─── Supplied data ───

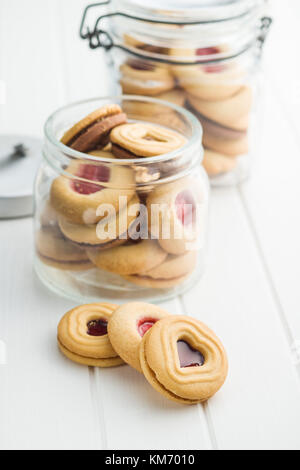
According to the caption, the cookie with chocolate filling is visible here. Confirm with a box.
[61,104,127,153]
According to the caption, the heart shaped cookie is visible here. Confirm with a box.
[139,315,228,404]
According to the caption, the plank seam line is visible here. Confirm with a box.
[88,367,108,450]
[237,187,300,379]
[178,295,218,450]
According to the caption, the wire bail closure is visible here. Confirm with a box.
[80,1,273,62]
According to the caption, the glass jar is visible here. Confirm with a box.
[80,0,272,186]
[34,96,209,304]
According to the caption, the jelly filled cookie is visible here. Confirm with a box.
[108,302,171,372]
[187,86,252,130]
[58,303,124,367]
[125,252,197,289]
[58,193,140,249]
[61,104,127,153]
[148,179,202,255]
[120,61,175,96]
[50,160,135,225]
[36,227,92,271]
[174,59,243,101]
[123,89,186,119]
[111,123,187,159]
[139,316,228,404]
[87,240,167,276]
[203,149,238,176]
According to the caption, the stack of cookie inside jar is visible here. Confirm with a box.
[35,96,209,302]
[89,0,271,185]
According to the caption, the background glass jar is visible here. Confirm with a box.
[34,96,209,304]
[80,0,271,186]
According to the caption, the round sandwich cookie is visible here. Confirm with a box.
[203,149,238,176]
[198,113,248,141]
[39,200,59,229]
[120,61,175,96]
[139,315,228,405]
[58,193,140,249]
[125,251,197,289]
[111,123,187,159]
[58,303,124,367]
[87,239,167,276]
[148,179,202,255]
[123,89,186,118]
[187,86,252,130]
[202,132,249,157]
[174,59,244,101]
[50,159,135,225]
[36,227,92,271]
[108,302,171,372]
[61,104,127,153]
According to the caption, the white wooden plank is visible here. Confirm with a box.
[181,188,300,450]
[94,299,213,451]
[0,219,99,450]
[240,9,300,338]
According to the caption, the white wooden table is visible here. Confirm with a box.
[0,0,300,451]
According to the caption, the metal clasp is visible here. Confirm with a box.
[258,16,273,48]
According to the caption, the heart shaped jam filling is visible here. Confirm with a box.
[138,318,158,337]
[177,340,205,368]
[87,319,108,336]
[175,190,196,226]
[72,164,110,195]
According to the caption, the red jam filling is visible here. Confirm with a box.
[72,164,110,195]
[137,318,158,337]
[87,319,108,336]
[175,190,196,226]
[196,47,220,56]
[177,341,205,368]
[196,47,224,74]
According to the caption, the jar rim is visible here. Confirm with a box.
[44,94,203,166]
[113,0,264,23]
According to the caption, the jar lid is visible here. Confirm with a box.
[114,0,263,22]
[0,135,42,219]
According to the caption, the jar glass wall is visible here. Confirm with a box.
[34,96,209,303]
[83,0,270,185]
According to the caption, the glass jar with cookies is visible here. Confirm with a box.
[34,96,209,303]
[80,0,271,185]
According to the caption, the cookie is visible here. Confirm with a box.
[203,149,238,176]
[39,200,59,229]
[36,227,92,271]
[202,132,249,157]
[139,316,228,404]
[125,252,197,289]
[187,87,252,130]
[108,302,171,372]
[87,240,167,276]
[58,303,124,367]
[122,89,186,119]
[61,104,127,153]
[120,61,175,96]
[111,123,187,158]
[197,113,248,141]
[50,160,135,225]
[58,193,140,249]
[174,60,244,101]
[148,179,202,255]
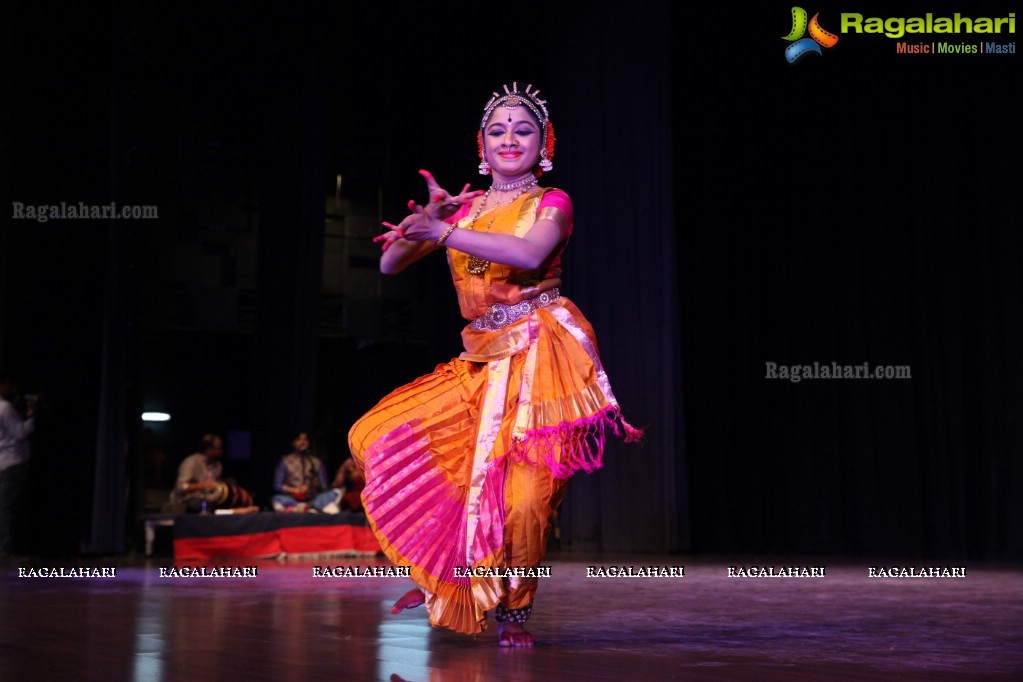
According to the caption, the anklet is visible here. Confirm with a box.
[494,602,532,624]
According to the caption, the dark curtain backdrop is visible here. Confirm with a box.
[7,6,112,556]
[679,4,1022,560]
[5,1,1020,559]
[250,3,329,505]
[546,1,685,552]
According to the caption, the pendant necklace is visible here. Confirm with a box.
[465,178,538,276]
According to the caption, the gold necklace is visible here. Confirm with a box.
[465,181,537,276]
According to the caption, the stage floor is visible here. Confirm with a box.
[1,554,1020,681]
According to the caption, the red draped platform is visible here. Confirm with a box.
[172,511,380,559]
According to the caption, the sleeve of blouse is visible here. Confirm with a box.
[537,189,574,237]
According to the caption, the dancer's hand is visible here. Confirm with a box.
[419,169,483,221]
[378,199,435,244]
[373,225,404,252]
[375,171,482,250]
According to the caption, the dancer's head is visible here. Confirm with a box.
[477,82,555,178]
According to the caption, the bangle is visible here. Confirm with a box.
[436,223,457,246]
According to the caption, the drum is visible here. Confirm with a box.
[205,481,254,509]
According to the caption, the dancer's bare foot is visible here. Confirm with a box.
[497,621,535,647]
[389,588,425,614]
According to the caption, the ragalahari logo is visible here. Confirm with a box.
[783,7,839,63]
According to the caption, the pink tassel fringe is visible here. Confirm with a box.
[507,406,644,479]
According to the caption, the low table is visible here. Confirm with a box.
[142,514,178,557]
[172,511,380,559]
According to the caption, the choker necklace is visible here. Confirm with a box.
[491,175,538,192]
[464,183,537,276]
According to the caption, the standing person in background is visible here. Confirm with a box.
[0,369,37,559]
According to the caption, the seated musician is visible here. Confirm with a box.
[170,433,252,512]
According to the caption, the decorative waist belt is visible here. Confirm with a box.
[470,288,560,331]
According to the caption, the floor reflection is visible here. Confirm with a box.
[0,556,1020,681]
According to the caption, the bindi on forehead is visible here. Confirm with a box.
[499,106,520,123]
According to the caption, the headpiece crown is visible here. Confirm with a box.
[481,82,549,128]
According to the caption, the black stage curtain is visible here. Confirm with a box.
[8,2,1018,560]
[679,5,1022,559]
[250,3,329,503]
[84,8,130,555]
[7,6,113,557]
[546,0,687,552]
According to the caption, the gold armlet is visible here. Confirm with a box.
[537,206,566,227]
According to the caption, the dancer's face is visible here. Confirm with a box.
[483,106,541,179]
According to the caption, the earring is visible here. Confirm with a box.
[539,152,553,173]
[476,130,491,175]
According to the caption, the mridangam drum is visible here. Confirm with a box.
[205,481,253,509]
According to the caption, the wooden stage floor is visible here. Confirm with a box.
[1,554,1020,681]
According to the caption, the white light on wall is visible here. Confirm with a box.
[141,412,171,422]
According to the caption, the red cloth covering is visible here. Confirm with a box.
[173,512,379,559]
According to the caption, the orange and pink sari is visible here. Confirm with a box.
[348,187,640,634]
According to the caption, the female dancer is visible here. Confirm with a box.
[349,83,641,646]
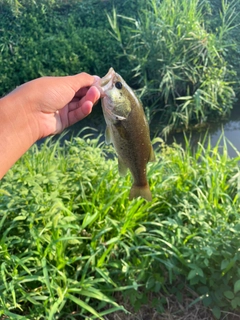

───

#### [Activity]
The whole listing must come back verbatim, with no pictures included.

#### [Result of this exercise]
According to the caption, the cookie with chocolate filling is visible here. Confirm with a box.
[61,104,127,153]
According to the caption, the heart shaped cookie is visible here. Confirm with a box.
[139,315,228,404]
According to the caption, the plank seam line is visible here. Confirm with a box.
[88,367,108,450]
[237,187,300,379]
[178,295,218,450]
According to the caption, the wire bail closure is visible here. Confirm with a box.
[80,1,273,62]
According to the caption, the glass jar is visible here. Confirm with a box.
[80,0,272,186]
[34,96,209,304]
According to the caption, the jelly filled cookie is visible here. Confirm with a box.
[108,302,171,372]
[187,86,252,130]
[58,303,124,367]
[125,252,197,289]
[58,193,140,249]
[61,104,127,153]
[148,179,202,255]
[120,61,175,96]
[50,160,135,225]
[36,227,92,271]
[174,59,243,101]
[123,89,186,119]
[111,123,187,159]
[139,316,228,404]
[87,240,167,276]
[203,149,238,176]
According to the caption, the stack of cookie inside jar is visible here. Confirm with a box.
[35,96,209,302]
[89,0,271,185]
According to the caption, the background glass jar is visible here. Confirm with a box.
[34,96,209,304]
[80,0,271,186]
According to the caption, the round sandwich cookie is visible here. Confirm with a box.
[203,149,238,176]
[198,113,248,141]
[39,200,59,229]
[120,61,175,96]
[139,315,228,405]
[58,193,140,249]
[125,251,197,289]
[111,123,187,159]
[58,303,124,367]
[87,239,167,276]
[148,179,202,255]
[123,89,186,118]
[187,86,252,130]
[202,132,249,157]
[174,59,244,101]
[50,159,135,225]
[36,227,92,271]
[108,302,171,372]
[61,104,127,153]
According to the caption, the white wooden plank is visible here. Confirm with a box.
[181,188,300,450]
[94,299,213,451]
[0,219,99,450]
[240,9,300,338]
According to the caption, the white wooden table is visible here. Confirm with a box.
[0,0,300,451]
According to the caption, the metal clasp is visible here. Confirm with a box.
[258,16,273,48]
According to the caption, the heart shaped jam filling is visible here. Confirm with a box.
[138,318,158,337]
[177,340,205,368]
[87,319,108,336]
[175,190,196,226]
[72,164,110,195]
According to the caption, the red jam filling is visible here. Confirm with a box.
[72,164,110,195]
[137,318,158,337]
[87,319,108,336]
[175,190,196,226]
[196,47,220,56]
[177,341,205,368]
[196,47,224,74]
According to the caption, the jar rim is visible here. Confirm with a box.
[44,94,203,166]
[113,0,264,23]
According to the caption, the jar lid is visible here. Confirm with a box.
[114,0,263,22]
[0,135,42,219]
According to the caption, the jar glass wall is visible here. Confirm with a box.
[34,96,209,303]
[83,0,270,185]
According to the caption, the glass jar with cookies is visible here. Confirm with a box.
[34,96,209,303]
[80,0,271,185]
According to the caption, the cookie is visible here. Confirm with a box.
[203,149,238,176]
[39,200,59,229]
[36,227,92,271]
[202,132,249,157]
[139,316,228,404]
[125,252,197,289]
[187,87,252,130]
[108,302,171,372]
[87,240,167,276]
[58,303,124,367]
[122,89,186,119]
[61,104,127,153]
[120,61,175,96]
[111,123,187,158]
[197,113,248,141]
[50,160,135,225]
[58,193,140,249]
[174,60,244,101]
[148,179,202,255]
According to the caption, the anklet is visible here. Confirm with a box.
[494,602,532,624]
According to the caption, the dark curtain backdrop is visible here. Confirm with a box.
[7,6,112,556]
[679,4,1022,560]
[5,1,1020,559]
[250,3,329,505]
[546,1,685,552]
According to the caption, the pendant necklace is visible here. Confirm with a box.
[465,178,538,276]
According to the caption, the gold necklace is visible here. Confirm with a box.
[465,181,537,276]
According to the caption, the stage floor is visible here. Confirm with a box.
[1,554,1020,681]
According to the caption, the red draped platform is visible here. Confirm with a box.
[172,511,380,559]
According to the caption, the sleeve of blouse is visible here. Confirm with a box.
[537,189,574,237]
According to the caption, the dancer's hand is visible here. Confirm with a box.
[419,169,483,221]
[378,199,435,244]
[373,225,404,252]
[375,171,482,250]
According to the caption, the dancer's head is visible here. Confirm with a box.
[477,82,555,178]
According to the caption, the bangle is visible here. Confirm with a box.
[436,223,457,246]
According to the caption, the drum is visible here. Confirm with a box.
[205,481,254,509]
According to the caption, the dancer's bare foot is visible here. Confirm with a box.
[497,621,535,647]
[389,588,425,614]
According to the caption, the ragalahari logo is visible here. Confirm with a box.
[783,7,839,63]
According to the caption, the pink tassel fringe is visible here. Confirm with a box.
[507,406,644,479]
According to the caption, the low table is visible here. Confirm with a box.
[142,514,178,557]
[172,511,380,559]
According to the caption, the choker necklace is visible here. Confirm with a box.
[491,175,538,192]
[464,183,537,276]
According to the caption, the standing person in background is visible here. Confirm with a box.
[0,369,37,559]
According to the caption, the seated musician is visible here. Confirm with a box.
[170,433,252,512]
According to the caption, the decorative waist belt is visible here. Confirm with a box.
[470,288,560,331]
According to the caption, the floor reflection is visible here. Confirm with a box.
[0,556,1020,681]
According to the caption, the bindi on forehead is visible here. Confirm with a box.
[499,106,520,123]
According to the caption, the headpiece crown is visible here. Confirm with a box.
[481,82,549,128]
According to the caption, the black stage curtain is visible here. Confirm with a box.
[8,2,1018,560]
[679,5,1022,559]
[250,3,329,503]
[84,8,130,555]
[7,6,113,557]
[546,0,687,552]
According to the caption, the gold armlet is visible here. Confirm with a box.
[537,206,566,227]
According to the caption, the dancer's face is visible here. Confirm with a box.
[483,106,541,179]
According to the caption, the earring is visible here. Confirm with a box.
[539,152,553,173]
[476,130,491,175]
According to the caption, the mridangam drum is visible here. Confirm with a box.
[205,481,253,509]
According to the caption, the wooden stage floor is visible here. Confirm with a box.
[1,554,1020,681]
According to the caption, the white light on wall is visible here. Confirm with a box.
[141,412,171,422]
According to the caption, the red cloth covering is visible here. Confirm with a box.
[173,512,379,559]
According to the caption, the orange and pink sari is visible here. Confirm with a box.
[348,187,640,634]
According to the caption, the female dancer is visible here. Confirm with a box.
[349,83,641,646]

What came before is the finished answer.